**Requirements**
Change "disc" to "circle" in the part of the records that opens at their start and closes with the line containing "<point>315,318</point>", and reproduce those lines with nothing else altered. Leave the pictures out of your answer.

* BEGIN *

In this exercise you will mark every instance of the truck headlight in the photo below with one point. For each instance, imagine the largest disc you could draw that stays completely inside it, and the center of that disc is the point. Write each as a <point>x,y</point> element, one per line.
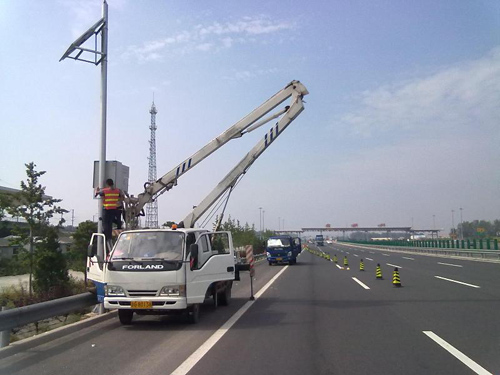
<point>173,291</point>
<point>114,290</point>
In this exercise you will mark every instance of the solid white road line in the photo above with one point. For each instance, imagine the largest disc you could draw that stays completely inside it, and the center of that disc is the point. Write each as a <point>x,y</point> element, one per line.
<point>394,265</point>
<point>458,282</point>
<point>457,354</point>
<point>360,283</point>
<point>451,265</point>
<point>199,353</point>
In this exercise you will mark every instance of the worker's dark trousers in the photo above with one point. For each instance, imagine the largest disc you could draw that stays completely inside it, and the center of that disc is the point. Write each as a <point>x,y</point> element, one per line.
<point>108,216</point>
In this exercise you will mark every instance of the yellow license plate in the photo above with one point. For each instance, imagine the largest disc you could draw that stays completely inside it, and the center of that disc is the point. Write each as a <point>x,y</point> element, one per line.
<point>141,304</point>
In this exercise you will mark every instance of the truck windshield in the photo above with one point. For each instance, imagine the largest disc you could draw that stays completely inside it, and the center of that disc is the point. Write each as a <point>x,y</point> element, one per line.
<point>278,242</point>
<point>144,245</point>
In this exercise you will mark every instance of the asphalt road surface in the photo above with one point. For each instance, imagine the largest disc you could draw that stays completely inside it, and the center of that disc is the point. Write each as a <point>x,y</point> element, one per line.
<point>315,318</point>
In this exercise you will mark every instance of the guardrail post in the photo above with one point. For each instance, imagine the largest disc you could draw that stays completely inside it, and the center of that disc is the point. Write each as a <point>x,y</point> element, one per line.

* END *

**Right answer**
In this exercise you will mark every instance of the truck headlight in the photo below with one point. For each instance, imagine the largest circle you could draw that stays completely inside it, and the center of that circle is the point. Write each as a <point>x,y</point> element, one per line.
<point>173,291</point>
<point>114,290</point>
In this exercise you will mark every instance of the solid white road line in the photo above with one point. For each instance, imagine the largest circle you could draw that stays completely inside it, and the center of that circle is the point. Write each as a <point>x,y</point> element, one per line.
<point>394,265</point>
<point>458,282</point>
<point>457,354</point>
<point>360,283</point>
<point>451,265</point>
<point>199,353</point>
In this exercise you will mark every instance of the worker's dark trousers in the photo above with one point. For each instance, imagine the largest circle you could draw that stays completely inside it, and the center of that circle is the point. Write each as a <point>x,y</point> element, one per line.
<point>108,216</point>
In this exercise you will mark every instance of the yellow license plate in the photo above with one point. For each instance, imagine the largest circle you could draw that stays completely inside it, and the center of that circle is the point. Write each as a <point>x,y</point> element, one per line.
<point>141,304</point>
In this exercise you will mark every instance of the truck windshield in the photo above with one point. For each instance, imagine the largest circle you could draw that stays completely inside it, and the center of that circle is the point. Write each as a <point>x,y</point> element, one per line.
<point>278,242</point>
<point>144,245</point>
In this exercise you will mark every instance of the asphalt road surface in the photo above with one point. For each instance, imagine the largest circle you could draw that stays completely inside it, and the center of that circle is the point. Write each as a <point>x,y</point> element, one per line.
<point>315,318</point>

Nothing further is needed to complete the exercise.